Passage ->
Five Things Holding You Back From a Solo Road Trip

Have you ever thought about going on a solo road trip only to tell yourself, “I could never do that” and drop the idea? I’ve heard too many people–men and women, although mostly women–say that they would LOVE to go on a solo road trip… if only they could. When people say “I can’t do that,” what they often mean is, “I’m afraid to do that.” Having responsibilities that prevent you from leaving home for a week at a time is one thing. But limiting yourself out of fear is quite another.

This post is part of my series on Road Trip “Mindsetting” and tackles five things that might be holding you back from taking a solo road trip. Don’t let these five fears stop you from planning and having your best road trip, or living your best life.

1. You think road trips are too dangerous

One of the main arguments I often hear against going on a solo road trip–especially for women–is that solo road trips are inherently dangerous. After all, if you’re by yourself on the road, something could happen and you could be hurt or taken advantage of.

I’m not going to say this isn’t true. And while it’s also true that you’re statistically more likely to die in a car accident than in other forms of travel such as by air, it’s also true that you’re 100% guaranteed to live a boring life and die a bored person if you never do anything because it’s too dangerous. Driving to New Orleans to see the French Quarter for the first time in your life may have some risks, but so does driving to the grocery store. Are you never going to leave your house again because it’s safer to stay inside?

Be brave. The rewards are great.

The task ->
Quote the passage on solo road trips word for word, starting at "1. You think" and ending at "to stay inside?".

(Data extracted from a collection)
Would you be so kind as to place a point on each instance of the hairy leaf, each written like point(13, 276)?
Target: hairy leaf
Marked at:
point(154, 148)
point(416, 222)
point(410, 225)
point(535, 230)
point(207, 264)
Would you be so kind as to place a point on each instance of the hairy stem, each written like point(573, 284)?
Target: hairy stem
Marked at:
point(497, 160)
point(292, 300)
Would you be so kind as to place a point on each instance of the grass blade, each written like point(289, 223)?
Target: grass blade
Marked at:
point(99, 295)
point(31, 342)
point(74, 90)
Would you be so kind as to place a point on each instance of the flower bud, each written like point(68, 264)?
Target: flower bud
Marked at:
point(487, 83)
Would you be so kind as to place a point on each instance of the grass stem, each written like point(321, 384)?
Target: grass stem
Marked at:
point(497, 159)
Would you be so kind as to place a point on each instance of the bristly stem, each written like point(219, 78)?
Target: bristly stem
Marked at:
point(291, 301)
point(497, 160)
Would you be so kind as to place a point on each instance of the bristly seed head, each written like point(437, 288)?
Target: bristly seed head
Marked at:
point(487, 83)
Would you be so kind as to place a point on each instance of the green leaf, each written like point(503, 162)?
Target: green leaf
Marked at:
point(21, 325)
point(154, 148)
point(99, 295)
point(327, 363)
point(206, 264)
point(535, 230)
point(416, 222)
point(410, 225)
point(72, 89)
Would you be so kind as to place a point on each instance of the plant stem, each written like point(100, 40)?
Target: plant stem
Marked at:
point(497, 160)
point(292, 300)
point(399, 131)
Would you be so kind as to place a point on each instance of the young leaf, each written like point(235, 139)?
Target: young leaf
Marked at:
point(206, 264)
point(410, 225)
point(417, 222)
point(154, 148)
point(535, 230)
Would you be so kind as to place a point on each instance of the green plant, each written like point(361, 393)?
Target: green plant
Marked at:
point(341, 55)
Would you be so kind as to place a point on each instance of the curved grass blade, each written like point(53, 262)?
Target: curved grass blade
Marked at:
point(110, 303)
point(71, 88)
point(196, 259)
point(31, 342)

Solved problem ->
1. You think road trips are too dangerous

One of the main arguments I often hear against going on a solo road trip–especially for women–is that solo road trips are inherently dangerous. After all, if you’re by yourself on the road, something could happen and you could be hurt or taken advantage of.

I’m not going to say this isn’t true. And while it’s also true that you’re statistically more likely to die in a car accident than in other forms of travel such as by air, it’s also true that you’re 100% guaranteed to live a boring life and die a bored person if you never do anything because it’s too dangerous. Driving to New Orleans to see the French Quarter for the first time in your life may have some risks, but so does driving to the grocery store. Are you never going to leave your house again because it’s safer to stay inside?